● **Texte fourni**:
.....

• Quand les banques siphonnent les crédits d’impôts pour la recherche - Médiapart

    par Martine Orange

    « C’est le dispositif le plus ambitieux pour la recherche dans le monde. Bien sûr cela coûte cher mais cela pourrait coûter encore plus cher, qu’il ne faudrait pas hésiter. Car il permet de soutenir la recherche en France », insistait Nicolas Sarkozy au printemps. A sa suite, Valérie Pécresse, ministre de l’enseignement supérieur et de la recherche, défendait devant les sénateurs le crédit impôt recherche (CIR) comme « l’outil le plus efficace pour renforcer la recherche privée ».

    La cause de toute façon est entendue auprès des parlementaires. Même si le dispositif représente « un coût considérable » pour le budget de l’Etat – 3,5 milliards d’euros en 2009, selon les estimations, sans compter les remboursements anticipés des années antérieures – il devrait être reconduit sans discussion lors du débat sur le projet de loi de finances 2010. La plupart des parlementaires estiment que le mécanisme est un des leviers les plus simples et les plus efficaces pour soutenir la recherche. « Surtout dans les PME », rajoute-t-on en chœur.

    Est-ce si sûr ? Aucun bilan n’existe depuis que la loi, revue en 2008, permet à toutes les entreprises de bénéficier d’un crédit d’impôt de 30% sur l’ensemble de leurs dépenses de recherche et de développement dans la limite de 100 millions d’euros. Mais le dernier état des lieux sur le crédit impôt recherche établi en juillet 2009 par Gilles Carrez, rapporteur à la commission des finances de l’Assemblée nationale soulève déjà bien des questions.

    Le rapport examine les dépenses réalisées entre 2004 et 2008, période où déjà le dispositif avait été révisé. Alors qu’auparavant l’Etat n’accordait un crédit d’impôt que pour les dépenses nouvelles de recherche, à partir de 2004, plusieurs réformes ont été adoptées, supprimant d’abord l’obligation de réaliser les dépenses en France, puis prenant en compte l’ensemble des dépenses de recherche et non plus leur accroissement, dans une proportion de 10% limitée à 16 millions d’euros. Ces changements ont déjà amené un renchérissement notable du dispositif : de 430 millions d’euros en 2004, la dépense fiscale est passée à 1, 6 milliard d’euros en 2008.

.....

● **Données enregistrées**:

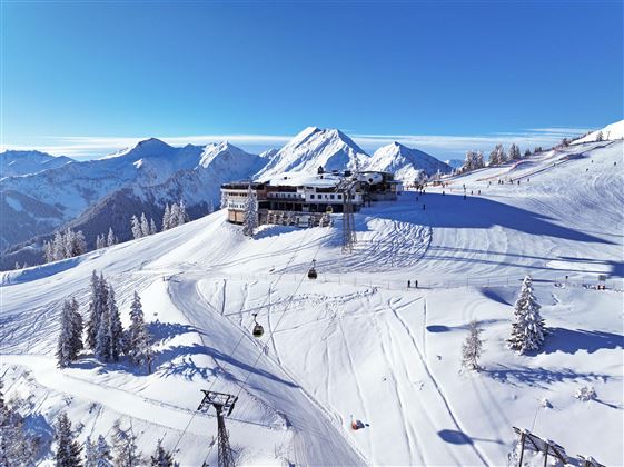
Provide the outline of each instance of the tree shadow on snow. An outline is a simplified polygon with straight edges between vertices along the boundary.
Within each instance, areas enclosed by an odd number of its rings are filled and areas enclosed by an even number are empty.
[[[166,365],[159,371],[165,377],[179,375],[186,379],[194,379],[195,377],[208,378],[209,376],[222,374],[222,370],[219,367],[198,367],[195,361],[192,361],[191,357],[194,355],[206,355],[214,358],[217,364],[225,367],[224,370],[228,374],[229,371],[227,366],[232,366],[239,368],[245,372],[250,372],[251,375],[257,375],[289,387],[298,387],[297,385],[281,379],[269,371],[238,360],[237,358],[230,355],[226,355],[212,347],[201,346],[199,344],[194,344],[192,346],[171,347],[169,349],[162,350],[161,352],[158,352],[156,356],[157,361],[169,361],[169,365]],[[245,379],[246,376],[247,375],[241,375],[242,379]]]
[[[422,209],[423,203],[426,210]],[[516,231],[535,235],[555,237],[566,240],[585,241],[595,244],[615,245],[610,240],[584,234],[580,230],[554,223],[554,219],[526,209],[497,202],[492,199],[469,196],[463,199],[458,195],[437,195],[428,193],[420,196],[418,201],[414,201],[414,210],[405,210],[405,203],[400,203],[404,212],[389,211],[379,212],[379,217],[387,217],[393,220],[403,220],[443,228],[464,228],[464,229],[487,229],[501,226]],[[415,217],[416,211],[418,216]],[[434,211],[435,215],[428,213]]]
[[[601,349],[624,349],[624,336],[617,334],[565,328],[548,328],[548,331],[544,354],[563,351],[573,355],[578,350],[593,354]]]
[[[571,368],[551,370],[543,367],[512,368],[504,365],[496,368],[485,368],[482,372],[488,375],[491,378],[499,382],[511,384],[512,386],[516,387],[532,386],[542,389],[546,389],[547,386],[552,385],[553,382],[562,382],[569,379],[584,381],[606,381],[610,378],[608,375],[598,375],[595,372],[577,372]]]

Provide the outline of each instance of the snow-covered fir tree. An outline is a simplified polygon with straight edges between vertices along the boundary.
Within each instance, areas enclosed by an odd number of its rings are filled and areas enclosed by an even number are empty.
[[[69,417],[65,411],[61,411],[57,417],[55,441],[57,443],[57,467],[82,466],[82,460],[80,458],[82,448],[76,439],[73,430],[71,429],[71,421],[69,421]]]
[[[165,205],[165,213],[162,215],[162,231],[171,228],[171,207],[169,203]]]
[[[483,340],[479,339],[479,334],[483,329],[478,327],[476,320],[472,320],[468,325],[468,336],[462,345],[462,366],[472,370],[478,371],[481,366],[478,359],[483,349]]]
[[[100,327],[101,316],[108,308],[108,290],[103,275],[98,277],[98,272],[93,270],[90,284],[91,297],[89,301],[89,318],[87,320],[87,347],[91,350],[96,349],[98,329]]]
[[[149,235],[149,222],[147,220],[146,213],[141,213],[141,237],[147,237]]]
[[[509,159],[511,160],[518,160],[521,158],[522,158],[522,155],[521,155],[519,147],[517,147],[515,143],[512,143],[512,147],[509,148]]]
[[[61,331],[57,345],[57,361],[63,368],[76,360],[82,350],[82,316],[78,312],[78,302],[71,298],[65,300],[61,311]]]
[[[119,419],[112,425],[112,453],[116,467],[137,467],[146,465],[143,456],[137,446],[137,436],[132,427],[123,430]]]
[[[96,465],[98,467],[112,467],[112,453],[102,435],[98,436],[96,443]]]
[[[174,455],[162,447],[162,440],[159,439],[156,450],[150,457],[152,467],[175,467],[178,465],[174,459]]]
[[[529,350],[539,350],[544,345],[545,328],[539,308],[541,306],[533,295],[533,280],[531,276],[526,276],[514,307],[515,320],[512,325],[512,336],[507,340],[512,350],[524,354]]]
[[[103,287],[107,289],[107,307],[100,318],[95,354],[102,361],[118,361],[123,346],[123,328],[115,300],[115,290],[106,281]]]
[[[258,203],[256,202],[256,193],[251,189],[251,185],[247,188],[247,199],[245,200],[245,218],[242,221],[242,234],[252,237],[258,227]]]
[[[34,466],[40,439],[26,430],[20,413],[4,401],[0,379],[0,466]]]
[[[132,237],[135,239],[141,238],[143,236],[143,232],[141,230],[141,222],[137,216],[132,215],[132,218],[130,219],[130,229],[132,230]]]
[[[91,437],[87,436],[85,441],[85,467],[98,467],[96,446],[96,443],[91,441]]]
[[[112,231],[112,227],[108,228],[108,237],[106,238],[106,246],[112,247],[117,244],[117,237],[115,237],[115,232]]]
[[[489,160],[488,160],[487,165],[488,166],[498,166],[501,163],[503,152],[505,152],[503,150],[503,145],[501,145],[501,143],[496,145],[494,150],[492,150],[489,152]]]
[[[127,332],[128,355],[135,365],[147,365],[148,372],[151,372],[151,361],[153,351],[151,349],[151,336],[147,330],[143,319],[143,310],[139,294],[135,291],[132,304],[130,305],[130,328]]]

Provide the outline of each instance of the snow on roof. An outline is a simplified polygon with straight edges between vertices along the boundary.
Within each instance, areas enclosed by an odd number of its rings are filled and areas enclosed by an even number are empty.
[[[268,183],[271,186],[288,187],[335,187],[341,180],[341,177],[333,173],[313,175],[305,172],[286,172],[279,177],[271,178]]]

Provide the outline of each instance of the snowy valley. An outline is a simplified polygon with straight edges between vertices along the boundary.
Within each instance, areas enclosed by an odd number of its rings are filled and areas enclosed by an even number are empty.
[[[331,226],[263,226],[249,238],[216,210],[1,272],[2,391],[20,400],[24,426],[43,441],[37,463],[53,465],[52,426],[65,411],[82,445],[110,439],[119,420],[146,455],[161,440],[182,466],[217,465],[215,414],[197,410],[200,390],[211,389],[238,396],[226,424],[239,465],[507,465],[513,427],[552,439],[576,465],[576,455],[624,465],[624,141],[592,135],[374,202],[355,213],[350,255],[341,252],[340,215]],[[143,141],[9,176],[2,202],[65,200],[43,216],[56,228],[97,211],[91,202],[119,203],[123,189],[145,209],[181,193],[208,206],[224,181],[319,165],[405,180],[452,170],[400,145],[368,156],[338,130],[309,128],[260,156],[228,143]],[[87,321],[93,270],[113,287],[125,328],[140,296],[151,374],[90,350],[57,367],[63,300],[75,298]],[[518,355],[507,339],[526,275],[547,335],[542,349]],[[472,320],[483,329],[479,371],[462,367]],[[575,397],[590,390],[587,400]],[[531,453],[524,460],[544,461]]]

.....

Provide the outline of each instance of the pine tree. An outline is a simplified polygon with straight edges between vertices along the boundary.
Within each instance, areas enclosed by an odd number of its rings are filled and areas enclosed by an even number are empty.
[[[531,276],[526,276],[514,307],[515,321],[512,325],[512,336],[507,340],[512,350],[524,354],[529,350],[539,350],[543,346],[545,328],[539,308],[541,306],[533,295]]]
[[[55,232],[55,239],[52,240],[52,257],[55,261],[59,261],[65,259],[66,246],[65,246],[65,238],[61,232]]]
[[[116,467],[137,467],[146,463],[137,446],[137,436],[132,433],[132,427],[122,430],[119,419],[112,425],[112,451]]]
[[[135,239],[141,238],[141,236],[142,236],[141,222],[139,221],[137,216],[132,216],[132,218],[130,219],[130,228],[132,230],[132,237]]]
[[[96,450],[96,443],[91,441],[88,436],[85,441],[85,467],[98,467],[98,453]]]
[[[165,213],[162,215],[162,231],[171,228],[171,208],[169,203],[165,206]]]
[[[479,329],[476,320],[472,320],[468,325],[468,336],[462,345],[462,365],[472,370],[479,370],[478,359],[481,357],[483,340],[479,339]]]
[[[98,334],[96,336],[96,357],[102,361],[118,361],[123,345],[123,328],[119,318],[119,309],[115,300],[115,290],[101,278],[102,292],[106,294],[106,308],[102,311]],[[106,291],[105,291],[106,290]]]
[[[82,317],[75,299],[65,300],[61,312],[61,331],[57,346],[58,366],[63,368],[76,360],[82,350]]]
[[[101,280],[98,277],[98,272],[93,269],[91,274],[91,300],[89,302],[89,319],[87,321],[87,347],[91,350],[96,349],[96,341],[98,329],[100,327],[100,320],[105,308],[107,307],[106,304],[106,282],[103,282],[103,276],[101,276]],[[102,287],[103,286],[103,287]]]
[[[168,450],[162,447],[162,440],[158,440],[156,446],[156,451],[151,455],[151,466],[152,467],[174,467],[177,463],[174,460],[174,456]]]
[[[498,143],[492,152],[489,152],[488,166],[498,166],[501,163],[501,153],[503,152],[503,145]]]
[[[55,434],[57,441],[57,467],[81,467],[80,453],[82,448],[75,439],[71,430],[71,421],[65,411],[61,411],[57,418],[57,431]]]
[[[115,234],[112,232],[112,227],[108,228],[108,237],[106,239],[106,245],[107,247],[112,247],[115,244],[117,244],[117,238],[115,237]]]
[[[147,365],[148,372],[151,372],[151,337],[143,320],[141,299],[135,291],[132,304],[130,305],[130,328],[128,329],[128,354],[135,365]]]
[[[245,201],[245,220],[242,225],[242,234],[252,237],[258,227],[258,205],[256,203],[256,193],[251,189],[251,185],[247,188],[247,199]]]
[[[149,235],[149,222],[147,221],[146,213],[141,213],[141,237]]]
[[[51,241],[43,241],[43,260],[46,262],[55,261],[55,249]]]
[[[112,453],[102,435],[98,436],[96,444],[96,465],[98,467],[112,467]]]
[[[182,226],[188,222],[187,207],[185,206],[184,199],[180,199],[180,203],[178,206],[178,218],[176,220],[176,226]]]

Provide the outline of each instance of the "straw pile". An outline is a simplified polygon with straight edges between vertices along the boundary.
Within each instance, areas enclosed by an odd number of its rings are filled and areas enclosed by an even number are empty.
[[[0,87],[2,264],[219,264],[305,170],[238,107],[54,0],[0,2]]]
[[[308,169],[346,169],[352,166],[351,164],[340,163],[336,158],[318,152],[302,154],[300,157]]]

.....

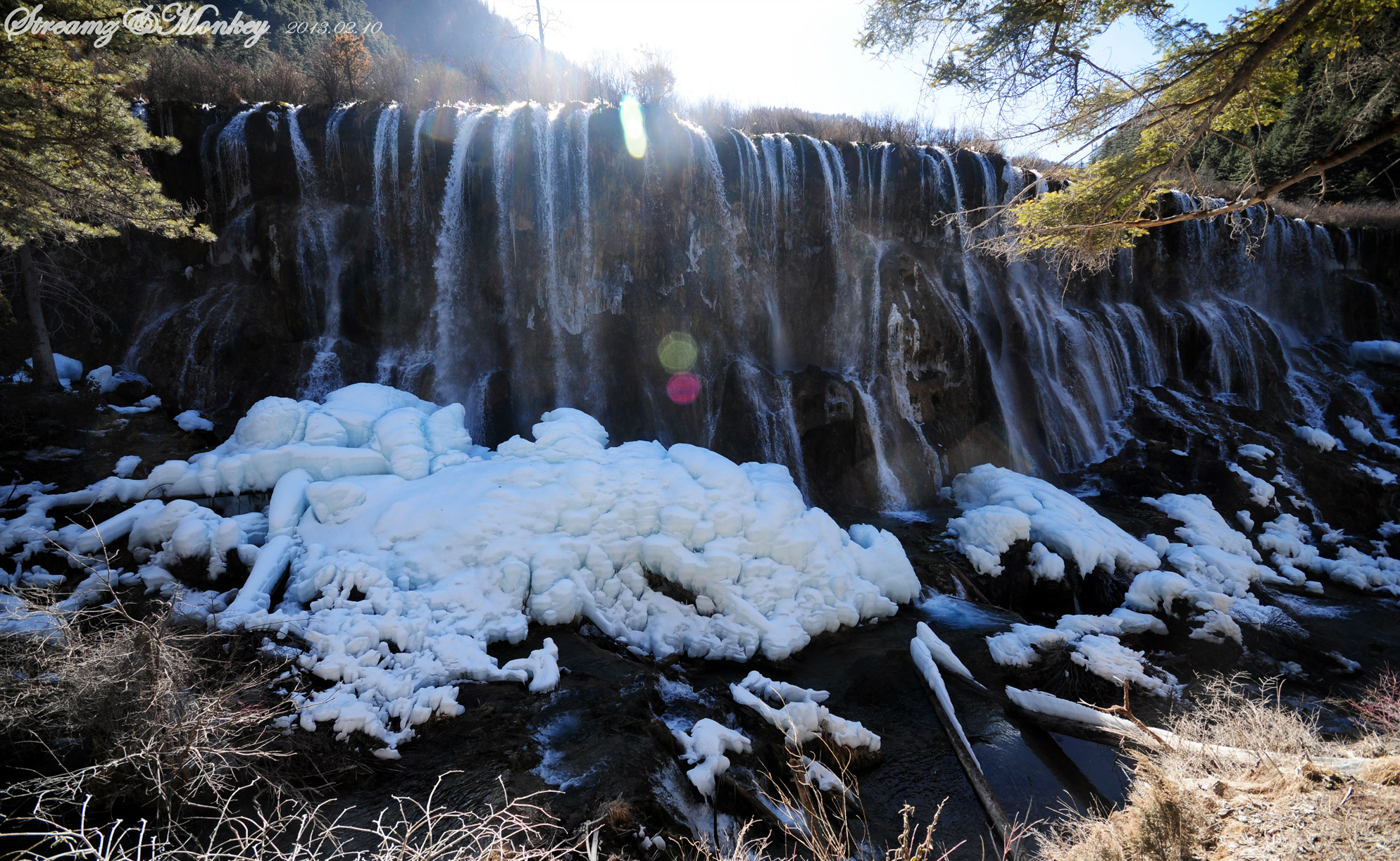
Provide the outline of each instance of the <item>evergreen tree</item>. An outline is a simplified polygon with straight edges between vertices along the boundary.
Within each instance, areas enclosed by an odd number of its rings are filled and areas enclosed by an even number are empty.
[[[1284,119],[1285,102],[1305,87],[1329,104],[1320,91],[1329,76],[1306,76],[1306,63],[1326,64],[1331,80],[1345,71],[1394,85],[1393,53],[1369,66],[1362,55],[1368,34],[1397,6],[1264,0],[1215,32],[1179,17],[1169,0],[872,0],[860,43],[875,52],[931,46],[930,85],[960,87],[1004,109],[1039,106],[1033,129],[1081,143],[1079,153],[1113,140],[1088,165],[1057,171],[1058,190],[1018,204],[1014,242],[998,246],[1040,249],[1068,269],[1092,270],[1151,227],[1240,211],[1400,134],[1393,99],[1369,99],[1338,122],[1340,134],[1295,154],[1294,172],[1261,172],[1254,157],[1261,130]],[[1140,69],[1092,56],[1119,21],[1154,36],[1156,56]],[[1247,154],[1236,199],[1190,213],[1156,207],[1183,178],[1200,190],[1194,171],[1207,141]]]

.....

● **Exercice 1**:
Répondez aux questions suivantes à partir de l'article sur le crédit impôt recherche.
(a) Comment Valérie Pécresse qualifie-t-elle le crédit impôt recherche devant les sénateurs ?
(b) Quel est le coût estimé du dispositif pour l'État en 2009 ?
(c) De quel montant à quel montant la dépense fiscale est-elle passée entre 2004 et 2008 ?
● **Exercice 2**:
Résumez en deux phrases l'article sur le crédit impôt recherche.
● **Exercice 3**:
Poursuivez l'article sur le crédit impôt recherche à la suite de son dernier paragraphe.

● **Zone de réponse 1**:
(a) Elle le qualifie d'« outil le plus efficace pour renforcer la recherche privée ».
(b) Il est estimé à 3,5 milliards d'euros, sans compter les remboursements anticipés des années antérieures.
(c) Elle est passée de 430 millions d'euros en 2004 à 1,6 milliard d'euros en 2008.

● **Zone de réponse 2**:
Défendu par Nicolas Sarkozy et Valérie Pécresse, le crédit impôt recherche coûte à l'État 3,5 milliards d'euros en 2009 selon les estimations, mais il devrait être reconduit sans discussion par les parlementaires. Aucun bilan n'existe pourtant depuis la réforme de 2008, et le rapport de Gilles Carrez indique que les réformes adoptées à partir de 2004 ont fait passer la dépense fiscale de 430 millions d'euros en 2004 à 1,6 milliard d'euros en 2008.

● **Zone de réponse 3**:
    Tout pour les services

    Contrairement aux attentes et aux buts projetés, ce n’est pas l’industrie mais les services qui sont les premiers destinataires du crédit impôt recherche. « Le secteur des services avec 1.174 millions d’euros en 2007, représente près des deux tiers des créances », note le rapport à partir des données transmises par le ministère de la recherche qu’il juge « riche d’enseignements ». La tertiarisation de l’économie française explique sans doute en partie ces chiffres. Mais est-ce la seule explication ? Le rapport ne va pas plus loin dans l’analyse. Contacté pour avoir plus d’explications, Gilles Carrez n’a pas répondu à nos appels.

    Dommage car la suite est encore plus surprenante. Quel est le secteur qui a le plus profité du crédit impôt recherche réformé, selon le rapport parlementaire ? Les services bancaires et les assurances ! En 2007, il s’est trouvé 930 établissements bancaires et financiers, bénéficiaires du crédit impôt recherche. A lui seul, ce secteur a obtenu 312 millions d’euros de crédit d’impôt recherche, soit 18% du total. L’année précédente, leurs créances s’élevaient à peine à 11 millions d’euros.

    Par comparaison, les secteurs comme la recherche , la pharmacie et les services de télécommunications ont reçu moins de 200 millions d’euros ensemble. On ne parle pas des vieux secteurs industriels comme la mécanique, le textile ou le transport, qui ont bénéficié à peine de 50 millions d’euros à eux trois. (Voir la répartition par secteur dans le document joint).

    Sur quelles bases les banques peuvent-elles se trouver dans un tel dispositif de soutien à la recherche ? Pour arrêter le cadre des dépenses pouvant donner lieu à crédit d’impôt, le gouvernement s’est référé à la liste élaborée par l’Organisation de coopération et de développement économique (OCDE) . L’organisme y inclut les dépenses de recherche liées aux logiciels, aux modélisations mathématiques liées aux produits financiers et autres. En un mot, tout ce qui a fait les délices puis les déboires de la finance actuelle.